**Short problem:** Pick out and copy every line of the records that contains the word "military". Case counts.

**Records shown:**
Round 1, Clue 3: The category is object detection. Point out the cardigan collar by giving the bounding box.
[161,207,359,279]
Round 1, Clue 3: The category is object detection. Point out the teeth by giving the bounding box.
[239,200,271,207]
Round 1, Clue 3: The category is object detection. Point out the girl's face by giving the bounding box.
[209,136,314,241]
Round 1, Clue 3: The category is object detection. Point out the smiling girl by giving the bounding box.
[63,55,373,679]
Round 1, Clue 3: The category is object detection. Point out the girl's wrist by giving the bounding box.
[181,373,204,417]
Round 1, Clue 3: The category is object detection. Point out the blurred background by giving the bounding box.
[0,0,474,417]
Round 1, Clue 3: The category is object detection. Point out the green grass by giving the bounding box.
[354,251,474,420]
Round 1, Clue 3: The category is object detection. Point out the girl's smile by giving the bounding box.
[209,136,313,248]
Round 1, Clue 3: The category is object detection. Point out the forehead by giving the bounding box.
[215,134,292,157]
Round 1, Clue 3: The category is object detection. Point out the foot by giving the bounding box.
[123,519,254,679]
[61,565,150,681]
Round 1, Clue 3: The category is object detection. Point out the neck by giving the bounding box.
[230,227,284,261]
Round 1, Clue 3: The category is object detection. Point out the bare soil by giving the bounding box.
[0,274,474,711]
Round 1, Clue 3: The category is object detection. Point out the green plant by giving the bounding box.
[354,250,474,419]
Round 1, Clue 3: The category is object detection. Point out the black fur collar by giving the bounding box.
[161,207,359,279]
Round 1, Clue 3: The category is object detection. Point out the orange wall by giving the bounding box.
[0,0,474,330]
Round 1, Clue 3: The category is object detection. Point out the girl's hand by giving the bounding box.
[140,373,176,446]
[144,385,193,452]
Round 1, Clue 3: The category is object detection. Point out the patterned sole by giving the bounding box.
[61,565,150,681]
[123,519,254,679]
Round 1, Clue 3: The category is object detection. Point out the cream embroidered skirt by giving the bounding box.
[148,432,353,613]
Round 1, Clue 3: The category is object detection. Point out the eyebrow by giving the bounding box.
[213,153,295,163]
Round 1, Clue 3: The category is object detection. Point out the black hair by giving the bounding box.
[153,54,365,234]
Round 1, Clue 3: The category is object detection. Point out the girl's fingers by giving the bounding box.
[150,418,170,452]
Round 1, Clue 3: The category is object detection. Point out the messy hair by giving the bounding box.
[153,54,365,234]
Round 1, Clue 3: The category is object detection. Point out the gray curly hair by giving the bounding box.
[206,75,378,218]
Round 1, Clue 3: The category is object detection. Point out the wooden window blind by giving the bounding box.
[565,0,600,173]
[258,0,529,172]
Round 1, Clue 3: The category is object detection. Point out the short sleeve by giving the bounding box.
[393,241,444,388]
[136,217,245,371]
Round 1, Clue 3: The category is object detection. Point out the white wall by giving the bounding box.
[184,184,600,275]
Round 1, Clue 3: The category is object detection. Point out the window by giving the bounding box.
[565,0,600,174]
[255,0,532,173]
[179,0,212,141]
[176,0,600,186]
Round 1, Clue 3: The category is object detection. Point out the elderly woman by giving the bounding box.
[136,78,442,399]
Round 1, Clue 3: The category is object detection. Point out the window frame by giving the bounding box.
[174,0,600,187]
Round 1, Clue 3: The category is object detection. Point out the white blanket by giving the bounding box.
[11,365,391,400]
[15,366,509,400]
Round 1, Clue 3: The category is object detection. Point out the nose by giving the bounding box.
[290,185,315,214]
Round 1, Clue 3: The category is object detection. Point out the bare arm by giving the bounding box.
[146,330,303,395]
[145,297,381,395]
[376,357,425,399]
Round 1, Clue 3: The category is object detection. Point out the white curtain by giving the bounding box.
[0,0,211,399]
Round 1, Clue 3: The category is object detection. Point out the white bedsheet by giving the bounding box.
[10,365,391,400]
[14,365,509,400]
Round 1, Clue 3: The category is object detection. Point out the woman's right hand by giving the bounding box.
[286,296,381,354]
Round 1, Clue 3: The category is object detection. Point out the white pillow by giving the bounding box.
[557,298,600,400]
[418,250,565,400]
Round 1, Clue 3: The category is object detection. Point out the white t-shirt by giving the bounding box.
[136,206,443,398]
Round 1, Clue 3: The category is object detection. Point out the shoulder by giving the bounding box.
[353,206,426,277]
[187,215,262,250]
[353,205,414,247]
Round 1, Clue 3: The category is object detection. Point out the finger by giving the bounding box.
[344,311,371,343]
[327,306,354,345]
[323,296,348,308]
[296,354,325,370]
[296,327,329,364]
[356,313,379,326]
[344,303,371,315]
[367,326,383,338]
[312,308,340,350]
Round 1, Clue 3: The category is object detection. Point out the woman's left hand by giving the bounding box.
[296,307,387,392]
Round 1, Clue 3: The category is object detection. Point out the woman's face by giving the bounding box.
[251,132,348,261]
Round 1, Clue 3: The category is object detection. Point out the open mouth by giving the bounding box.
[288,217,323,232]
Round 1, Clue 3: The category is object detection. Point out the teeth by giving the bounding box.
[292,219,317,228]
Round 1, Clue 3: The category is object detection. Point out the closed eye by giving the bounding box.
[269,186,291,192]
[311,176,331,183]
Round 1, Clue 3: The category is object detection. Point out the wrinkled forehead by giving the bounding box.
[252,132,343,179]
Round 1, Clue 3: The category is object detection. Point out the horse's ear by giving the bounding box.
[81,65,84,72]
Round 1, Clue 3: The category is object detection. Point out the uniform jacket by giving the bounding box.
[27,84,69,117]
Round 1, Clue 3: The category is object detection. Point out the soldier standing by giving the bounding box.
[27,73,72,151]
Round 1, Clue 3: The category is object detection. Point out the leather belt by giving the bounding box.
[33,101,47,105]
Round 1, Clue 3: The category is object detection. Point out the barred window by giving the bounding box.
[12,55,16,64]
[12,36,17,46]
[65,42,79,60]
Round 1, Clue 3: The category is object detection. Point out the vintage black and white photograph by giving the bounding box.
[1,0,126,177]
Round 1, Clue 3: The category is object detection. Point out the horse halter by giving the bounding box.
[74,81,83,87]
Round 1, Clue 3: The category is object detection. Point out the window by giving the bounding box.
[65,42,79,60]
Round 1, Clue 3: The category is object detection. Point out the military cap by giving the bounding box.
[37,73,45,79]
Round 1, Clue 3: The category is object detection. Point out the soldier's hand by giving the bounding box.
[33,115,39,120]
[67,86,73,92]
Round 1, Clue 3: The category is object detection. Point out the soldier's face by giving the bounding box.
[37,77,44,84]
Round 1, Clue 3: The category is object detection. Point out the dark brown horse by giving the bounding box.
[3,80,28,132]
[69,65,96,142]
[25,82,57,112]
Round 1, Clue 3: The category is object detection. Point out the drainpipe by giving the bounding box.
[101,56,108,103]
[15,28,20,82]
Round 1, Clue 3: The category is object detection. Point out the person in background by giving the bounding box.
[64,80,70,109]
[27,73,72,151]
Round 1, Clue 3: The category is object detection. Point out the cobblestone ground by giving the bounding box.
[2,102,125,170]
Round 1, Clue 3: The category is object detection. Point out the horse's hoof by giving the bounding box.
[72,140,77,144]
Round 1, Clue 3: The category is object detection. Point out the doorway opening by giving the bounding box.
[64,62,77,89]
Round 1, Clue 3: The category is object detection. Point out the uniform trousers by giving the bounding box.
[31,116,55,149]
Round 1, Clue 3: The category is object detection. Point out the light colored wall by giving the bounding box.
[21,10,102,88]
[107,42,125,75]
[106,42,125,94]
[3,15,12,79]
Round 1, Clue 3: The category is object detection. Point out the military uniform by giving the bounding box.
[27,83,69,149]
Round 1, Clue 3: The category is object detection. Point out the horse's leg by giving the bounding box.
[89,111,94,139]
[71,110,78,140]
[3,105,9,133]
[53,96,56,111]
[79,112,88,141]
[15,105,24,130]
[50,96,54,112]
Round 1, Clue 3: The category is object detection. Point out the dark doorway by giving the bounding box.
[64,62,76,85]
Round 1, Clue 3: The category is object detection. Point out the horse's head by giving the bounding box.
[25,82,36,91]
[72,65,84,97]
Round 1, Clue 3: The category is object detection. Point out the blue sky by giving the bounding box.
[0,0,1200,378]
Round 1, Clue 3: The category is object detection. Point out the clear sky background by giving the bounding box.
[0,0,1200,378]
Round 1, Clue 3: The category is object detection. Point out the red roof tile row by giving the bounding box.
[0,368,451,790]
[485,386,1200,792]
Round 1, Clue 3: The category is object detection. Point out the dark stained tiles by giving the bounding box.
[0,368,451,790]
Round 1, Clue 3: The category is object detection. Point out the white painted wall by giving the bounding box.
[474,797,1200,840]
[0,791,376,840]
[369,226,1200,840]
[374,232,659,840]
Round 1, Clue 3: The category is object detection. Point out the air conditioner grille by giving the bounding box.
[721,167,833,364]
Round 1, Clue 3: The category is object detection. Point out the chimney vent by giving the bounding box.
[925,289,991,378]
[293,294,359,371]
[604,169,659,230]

**Solution to this task:**
Round 1, Clue 3: The category is object detection. Point out the military cap by giving the bounding box.
Round 1, Clue 3: The category is object detection. Point out the military uniform by giving the bounding box.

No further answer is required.